§ **EXCERPTED TEXT**:
+-------+

Below are some of the Working Party’s key conclusions:
- Only statements or actions that indicate the data subject’s agreement constitute valid consent. Mere silence or inaction (opt-out) typically will not be viewed as valid consent, especially in an online context. For example, default privacy settings used by online social networks, default Internet browser settings or pre-ticked boxes do not qualify as valid consent.
- Consent must be given prior to the data processing, after providing notice to the data subject. The notice should be provided in clear and understandable language.
- In an employment context – where there may be an element of coercion – careful assessment is required to determine whether employees are free to consent.
- From an accountability perspective, data controllers should implement mechanisms to prove that they have obtained data subjects’ valid consent.
- Reliance on consent does not relieve data controllers of their obligation to comply with other EU data protection requirements for lawful processing of personal data, such as the principle of proportionality.
- If a data subject withdraws his or her consent, the data controller must delete any personal data pertaining to the data subject unless there is another legal basis that justifies continued storage of the data.
- A revised data protection framework should include specific provisions concerning the protection of minors, such as requiring online age verification mechanisms and information that is understandable to children. Consent should not provide a basis for targeting underage consumers in the context of online behavioral advertising.
- The Working Party believes that it not necessary to include a general requirement for “explicit” consent in the revised EU data protection framework, and takes the position that, in most cases, data controllers should be able to obtain consent quickly and in a user-friendly manner. The Working Party does, however, favor the introduction of a specific provision regarding the right to withdraw consent.

+-------+

§ **DATA LINES**:
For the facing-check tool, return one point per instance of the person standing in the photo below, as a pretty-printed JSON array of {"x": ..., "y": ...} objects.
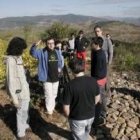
[
  {"x": 81, "y": 43},
  {"x": 17, "y": 84},
  {"x": 79, "y": 98},
  {"x": 108, "y": 49},
  {"x": 99, "y": 72},
  {"x": 71, "y": 42},
  {"x": 49, "y": 66}
]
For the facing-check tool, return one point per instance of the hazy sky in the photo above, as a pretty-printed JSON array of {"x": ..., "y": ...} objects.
[{"x": 114, "y": 8}]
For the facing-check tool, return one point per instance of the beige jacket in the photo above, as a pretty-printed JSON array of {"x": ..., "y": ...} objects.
[{"x": 17, "y": 84}]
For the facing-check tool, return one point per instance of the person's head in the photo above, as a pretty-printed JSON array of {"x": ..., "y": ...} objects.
[
  {"x": 97, "y": 43},
  {"x": 81, "y": 33},
  {"x": 16, "y": 46},
  {"x": 58, "y": 45},
  {"x": 65, "y": 45},
  {"x": 98, "y": 31},
  {"x": 50, "y": 43},
  {"x": 72, "y": 35},
  {"x": 77, "y": 65},
  {"x": 108, "y": 36}
]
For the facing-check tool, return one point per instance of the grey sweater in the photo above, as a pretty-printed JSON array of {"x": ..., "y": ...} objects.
[
  {"x": 108, "y": 48},
  {"x": 17, "y": 85}
]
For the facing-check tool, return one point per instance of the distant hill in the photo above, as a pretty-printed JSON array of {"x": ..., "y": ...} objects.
[{"x": 46, "y": 20}]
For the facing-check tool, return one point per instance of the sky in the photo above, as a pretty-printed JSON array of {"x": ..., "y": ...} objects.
[{"x": 97, "y": 8}]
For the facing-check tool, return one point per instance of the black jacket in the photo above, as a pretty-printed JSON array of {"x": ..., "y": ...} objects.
[
  {"x": 81, "y": 45},
  {"x": 98, "y": 64}
]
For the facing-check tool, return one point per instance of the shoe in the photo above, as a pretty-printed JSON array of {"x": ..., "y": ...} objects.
[
  {"x": 98, "y": 122},
  {"x": 28, "y": 130},
  {"x": 22, "y": 138}
]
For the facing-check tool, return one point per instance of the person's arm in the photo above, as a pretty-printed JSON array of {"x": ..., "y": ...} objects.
[
  {"x": 110, "y": 50},
  {"x": 87, "y": 42},
  {"x": 97, "y": 96},
  {"x": 11, "y": 80},
  {"x": 75, "y": 44},
  {"x": 33, "y": 51},
  {"x": 66, "y": 100},
  {"x": 97, "y": 99},
  {"x": 66, "y": 109}
]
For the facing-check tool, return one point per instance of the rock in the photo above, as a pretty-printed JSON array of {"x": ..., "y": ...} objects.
[
  {"x": 123, "y": 125},
  {"x": 111, "y": 120},
  {"x": 138, "y": 132},
  {"x": 116, "y": 113},
  {"x": 114, "y": 117},
  {"x": 135, "y": 120},
  {"x": 121, "y": 133},
  {"x": 132, "y": 124},
  {"x": 121, "y": 120},
  {"x": 126, "y": 115},
  {"x": 114, "y": 106},
  {"x": 100, "y": 136},
  {"x": 114, "y": 133},
  {"x": 133, "y": 136},
  {"x": 110, "y": 125},
  {"x": 125, "y": 138},
  {"x": 128, "y": 130}
]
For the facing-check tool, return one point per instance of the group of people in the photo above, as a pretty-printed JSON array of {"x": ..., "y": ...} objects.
[{"x": 84, "y": 98}]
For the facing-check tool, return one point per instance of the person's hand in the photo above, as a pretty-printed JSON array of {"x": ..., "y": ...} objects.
[
  {"x": 59, "y": 70},
  {"x": 39, "y": 42},
  {"x": 17, "y": 105}
]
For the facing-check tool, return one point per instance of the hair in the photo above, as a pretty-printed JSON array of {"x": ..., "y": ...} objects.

+-------+

§ **WHAT YOU ARE ASKED TO DO**:
Reproduce the part of the excerpt on consent between "- In an employment" and "of the data.", inclusive. The items are separate material and have no connection to the excerpt on consent.

§ **FULL SOLUTION**:
- In an employment context – where there may be an element of coercion – careful assessment is required to determine whether employees are free to consent.
- From an accountability perspective, data controllers should implement mechanisms to prove that they have obtained data subjects’ valid consent.
- Reliance on consent does not relieve data controllers of their obligation to comply with other EU data protection requirements for lawful processing of personal data, such as the principle of proportionality.
- If a data subject withdraws his or her consent, the data controller must delete any personal data pertaining to the data subject unless there is another legal basis that justifies continued storage of the data.